**EXERCISE DIRECTIONS**
Write out the line with "Could you please indicate the blue" and every later line through the end of the data below, exactly as given, with no pictures in the copy.

=== RECORDS ===

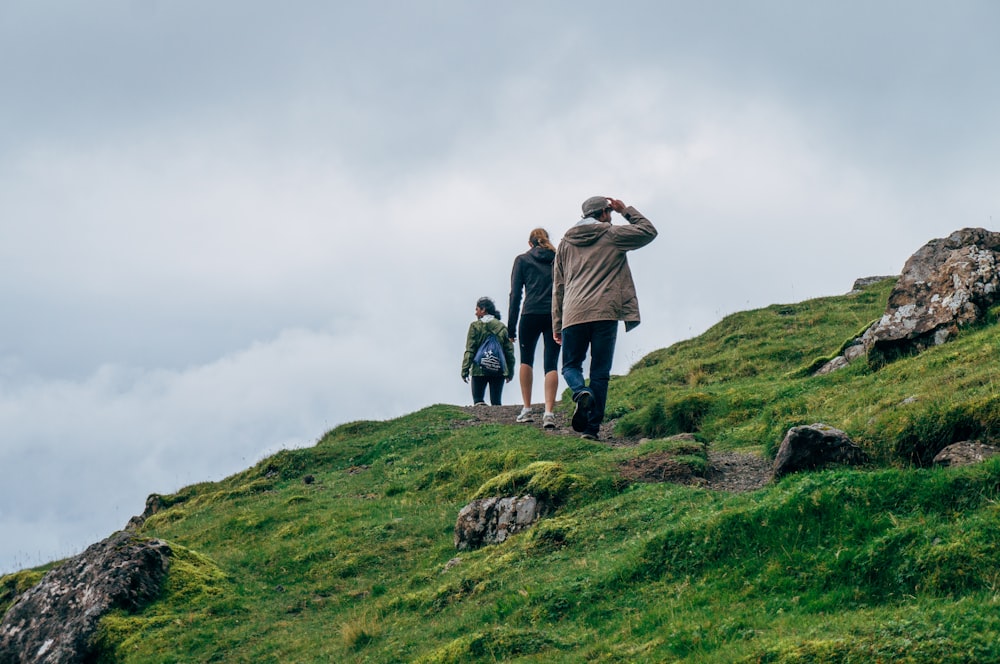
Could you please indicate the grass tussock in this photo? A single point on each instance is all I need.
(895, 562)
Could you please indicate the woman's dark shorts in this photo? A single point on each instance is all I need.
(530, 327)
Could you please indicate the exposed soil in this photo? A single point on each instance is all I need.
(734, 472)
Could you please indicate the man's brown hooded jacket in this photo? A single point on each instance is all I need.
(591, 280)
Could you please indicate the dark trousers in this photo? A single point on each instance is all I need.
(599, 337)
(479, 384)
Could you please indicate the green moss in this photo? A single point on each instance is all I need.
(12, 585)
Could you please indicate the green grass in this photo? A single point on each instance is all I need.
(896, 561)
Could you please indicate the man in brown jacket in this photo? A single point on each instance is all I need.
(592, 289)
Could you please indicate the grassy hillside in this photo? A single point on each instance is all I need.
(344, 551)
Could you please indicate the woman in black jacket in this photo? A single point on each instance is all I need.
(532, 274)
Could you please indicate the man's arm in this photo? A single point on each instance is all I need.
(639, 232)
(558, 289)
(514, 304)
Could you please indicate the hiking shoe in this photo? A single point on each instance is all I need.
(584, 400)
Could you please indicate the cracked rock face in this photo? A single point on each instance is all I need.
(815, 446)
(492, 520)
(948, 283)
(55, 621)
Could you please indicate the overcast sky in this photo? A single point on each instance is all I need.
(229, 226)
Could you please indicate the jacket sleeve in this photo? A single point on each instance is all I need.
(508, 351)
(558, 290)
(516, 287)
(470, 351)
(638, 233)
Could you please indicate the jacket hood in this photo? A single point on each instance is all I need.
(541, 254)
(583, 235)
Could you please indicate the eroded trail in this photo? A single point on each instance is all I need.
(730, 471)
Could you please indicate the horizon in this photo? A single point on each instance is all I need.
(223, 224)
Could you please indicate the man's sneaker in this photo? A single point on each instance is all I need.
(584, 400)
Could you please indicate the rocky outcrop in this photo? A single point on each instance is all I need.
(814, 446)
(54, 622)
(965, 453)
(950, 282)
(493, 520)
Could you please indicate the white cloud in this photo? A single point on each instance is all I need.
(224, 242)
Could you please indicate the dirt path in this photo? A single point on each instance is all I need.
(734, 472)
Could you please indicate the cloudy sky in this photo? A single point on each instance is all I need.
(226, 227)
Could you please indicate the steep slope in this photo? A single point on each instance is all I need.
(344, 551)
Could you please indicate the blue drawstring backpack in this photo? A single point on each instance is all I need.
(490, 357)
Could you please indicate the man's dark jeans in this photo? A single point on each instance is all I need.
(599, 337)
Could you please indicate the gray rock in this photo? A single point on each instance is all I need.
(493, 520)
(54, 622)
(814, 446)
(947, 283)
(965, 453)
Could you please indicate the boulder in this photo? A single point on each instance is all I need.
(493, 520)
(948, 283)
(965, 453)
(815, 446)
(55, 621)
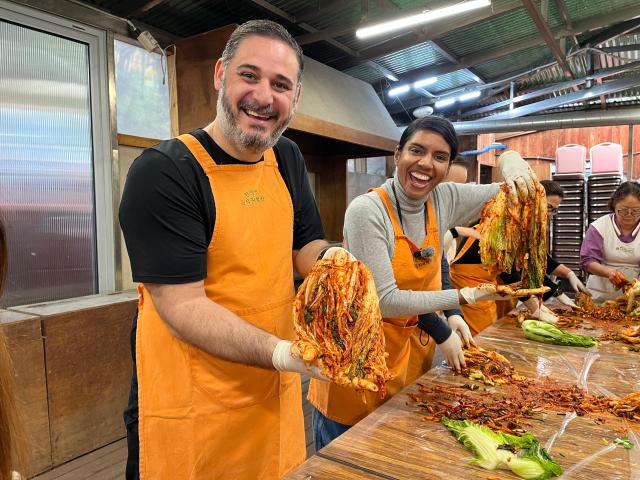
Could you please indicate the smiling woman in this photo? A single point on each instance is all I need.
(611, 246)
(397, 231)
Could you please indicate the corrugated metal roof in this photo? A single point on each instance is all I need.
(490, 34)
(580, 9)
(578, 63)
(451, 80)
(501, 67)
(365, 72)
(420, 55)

===

**ANSWER IN FULL**
Could you please indicate the blue drawstring backpack in this photo? A single point on each instance is all I need.
(490, 357)
Could you please indicate the man's dark jeans in this photo? A single point on each instance is all I need.
(599, 337)
Could you please indicate the gray rock in this photo? A single point on each instance is all I need.
(493, 520)
(54, 622)
(814, 446)
(947, 283)
(965, 453)
Could you please indicate the boulder in this photo? A single point on each instance is all I need.
(493, 520)
(948, 283)
(965, 453)
(815, 446)
(55, 621)
Could you please indicate the smiling woman in this photo? A single point on each instance is all I need.
(611, 246)
(397, 231)
Could you please indicate the corrugated metal roof in this photo? A single point on each instance is all I need.
(490, 34)
(580, 9)
(578, 63)
(451, 80)
(501, 67)
(365, 72)
(420, 55)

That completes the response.